Und wie kamst Du zum Vorlesen, Raimund? (R:) Irgendwann gab es die Situation, dass Jochen keinen Vorleser parat hatte und ich habe dann gesagt, dass ich das doch machen könnte. Hatte ich zwar noch nie gemacht, aber es hat sehr gut geklappt. Gerade das erste Kapitel von Luzifer Junior eignet sich auch super zum Vorlesen. Manchmal fahre ich jetzt mit Jochen auf eine Lesung und lese alles außer Cornibus und den Teufel. Die liest Jochen. Wenn Linus dabei ist, lese ich einzelne Rollen.

Hast Du auch schon aus anderen Büchern gelesen? (R:) Bisher habe ich nur aus Jochens Bücher gelesen. Aber ich arbeite gerade an einem eigenen Projekt und wenn es geht, werde ich dazu dann auch mal Lesungen machen.

• _GESTELLTE AUFGABE_
Schreibe das Interview über das Vorlesen im Anschluss an seinen letzten Satz weiter.

• _Datensätze aus einer Sammlung_
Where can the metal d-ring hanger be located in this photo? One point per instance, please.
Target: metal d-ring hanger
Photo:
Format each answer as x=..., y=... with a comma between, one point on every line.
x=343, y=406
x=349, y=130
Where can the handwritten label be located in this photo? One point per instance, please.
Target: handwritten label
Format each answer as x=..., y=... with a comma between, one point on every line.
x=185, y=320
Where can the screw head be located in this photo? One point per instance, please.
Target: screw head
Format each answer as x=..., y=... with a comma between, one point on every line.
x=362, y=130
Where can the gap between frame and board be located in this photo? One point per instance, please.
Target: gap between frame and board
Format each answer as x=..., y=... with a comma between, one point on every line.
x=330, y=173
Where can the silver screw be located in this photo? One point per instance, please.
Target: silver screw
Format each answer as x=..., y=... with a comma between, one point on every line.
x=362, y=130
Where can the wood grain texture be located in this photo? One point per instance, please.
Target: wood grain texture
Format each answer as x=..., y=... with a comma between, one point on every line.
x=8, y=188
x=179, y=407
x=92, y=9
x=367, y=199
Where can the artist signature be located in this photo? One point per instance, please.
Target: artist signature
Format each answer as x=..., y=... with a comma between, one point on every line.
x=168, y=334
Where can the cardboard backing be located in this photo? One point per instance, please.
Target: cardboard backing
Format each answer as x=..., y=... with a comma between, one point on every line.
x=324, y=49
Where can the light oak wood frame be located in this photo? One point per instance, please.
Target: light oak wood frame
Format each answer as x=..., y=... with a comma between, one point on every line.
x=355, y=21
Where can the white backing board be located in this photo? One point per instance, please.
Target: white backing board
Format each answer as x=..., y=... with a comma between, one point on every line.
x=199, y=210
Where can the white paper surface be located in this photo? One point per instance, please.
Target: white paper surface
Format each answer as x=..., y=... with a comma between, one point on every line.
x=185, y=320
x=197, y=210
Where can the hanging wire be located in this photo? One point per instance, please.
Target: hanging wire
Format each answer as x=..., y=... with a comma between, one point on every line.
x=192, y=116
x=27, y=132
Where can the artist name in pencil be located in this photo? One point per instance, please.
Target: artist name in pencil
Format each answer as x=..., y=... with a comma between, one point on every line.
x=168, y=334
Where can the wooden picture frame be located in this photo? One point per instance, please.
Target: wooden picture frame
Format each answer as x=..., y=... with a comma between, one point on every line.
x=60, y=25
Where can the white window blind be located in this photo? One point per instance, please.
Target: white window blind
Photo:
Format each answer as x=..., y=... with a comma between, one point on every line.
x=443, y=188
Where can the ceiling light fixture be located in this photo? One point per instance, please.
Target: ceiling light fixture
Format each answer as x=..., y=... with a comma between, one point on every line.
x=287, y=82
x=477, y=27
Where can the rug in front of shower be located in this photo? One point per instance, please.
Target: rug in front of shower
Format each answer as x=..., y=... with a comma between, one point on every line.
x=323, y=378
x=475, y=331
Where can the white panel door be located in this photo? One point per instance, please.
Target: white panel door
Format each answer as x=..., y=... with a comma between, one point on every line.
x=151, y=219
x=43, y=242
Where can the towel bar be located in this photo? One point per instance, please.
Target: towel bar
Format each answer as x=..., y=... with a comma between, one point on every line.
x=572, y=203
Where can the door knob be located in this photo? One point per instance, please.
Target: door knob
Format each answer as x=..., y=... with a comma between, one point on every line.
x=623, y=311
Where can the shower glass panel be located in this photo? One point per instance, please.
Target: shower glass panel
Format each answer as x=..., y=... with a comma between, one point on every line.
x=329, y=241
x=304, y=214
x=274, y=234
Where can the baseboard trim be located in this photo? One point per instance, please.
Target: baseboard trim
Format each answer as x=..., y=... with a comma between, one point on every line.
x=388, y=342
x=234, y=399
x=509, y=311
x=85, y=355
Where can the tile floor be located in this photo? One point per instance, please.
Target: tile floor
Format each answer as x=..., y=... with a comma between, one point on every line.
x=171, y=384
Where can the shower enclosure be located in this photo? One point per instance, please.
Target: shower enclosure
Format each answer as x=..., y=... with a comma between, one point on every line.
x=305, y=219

• _DIE ANTWORT_
Wow, heißt das, Du schreibst an einem eigenen Buch? (R:) Ja, genau. Allerdings darf ich darüber noch nicht viel verraten. Es wird ab 12 Jahren sein, wobei ich denke, dass auch Erwachsene und vielleicht auch jüngere Kinder damit Spaß haben könnten. Es wird beim Loewe-Verlag erscheinen und mit Dinosauriern, aber auch ganz anderem Kram zu tun haben…

Wie cool!!! Wann wird es erscheinen? (R:) Das wird noch eine Weile dauern – wahrscheinlich erst Ende nächsten Jahres. Es wird eine Menge Zeichnungen enthalten, darum brauche ich so lange dafür.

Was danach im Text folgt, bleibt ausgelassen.